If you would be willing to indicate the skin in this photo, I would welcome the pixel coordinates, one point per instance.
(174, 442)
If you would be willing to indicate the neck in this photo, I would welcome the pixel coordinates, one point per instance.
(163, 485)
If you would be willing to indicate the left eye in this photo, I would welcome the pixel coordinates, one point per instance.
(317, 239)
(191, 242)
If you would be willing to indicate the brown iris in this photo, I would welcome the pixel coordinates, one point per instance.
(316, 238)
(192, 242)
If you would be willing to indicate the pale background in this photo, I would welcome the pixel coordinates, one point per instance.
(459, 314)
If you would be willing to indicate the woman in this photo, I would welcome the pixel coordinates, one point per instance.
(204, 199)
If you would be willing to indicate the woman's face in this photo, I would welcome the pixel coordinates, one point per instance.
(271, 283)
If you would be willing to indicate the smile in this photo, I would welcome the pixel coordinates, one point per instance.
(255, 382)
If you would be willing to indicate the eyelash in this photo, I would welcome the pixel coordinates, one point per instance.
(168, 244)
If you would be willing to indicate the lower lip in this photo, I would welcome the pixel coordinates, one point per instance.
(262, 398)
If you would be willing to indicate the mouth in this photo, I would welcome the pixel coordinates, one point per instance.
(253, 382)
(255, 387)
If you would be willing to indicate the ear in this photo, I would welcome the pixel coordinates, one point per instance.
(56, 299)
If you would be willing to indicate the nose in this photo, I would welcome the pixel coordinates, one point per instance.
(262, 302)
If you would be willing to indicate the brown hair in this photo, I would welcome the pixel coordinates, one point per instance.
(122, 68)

---

* WHAT IS BEING ASKED *
Starting at the line with "If you would be willing to indicate the eyelash" and going through the end of the records, write those lines out again, swapping "pixel coordinates" for "pixel positions" and leaving everything else as it is.

* OUTPUT OF THE TASK *
If you would be willing to indicate the eyelash in this photo, I would welcome the pixel positions, one point per instance.
(168, 244)
If you would be willing to indicate the lower lip in this photo, I would welcome the pixel positions, one point per instance.
(262, 398)
If you would be willing to indicate the mouth in this photo, I would welcome the pixel positions, one point per instance.
(253, 382)
(255, 387)
If you would be willing to indicate the ear in this photo, I would welcome the pixel positions, one point per instance.
(56, 299)
If you would be willing to indicate the nose in this photo, I would welcome the pixel positions, one point per instance.
(262, 302)
If you would be willing to indicate the brown hair in this photo, I would welcome the pixel positions, one point per instance.
(122, 68)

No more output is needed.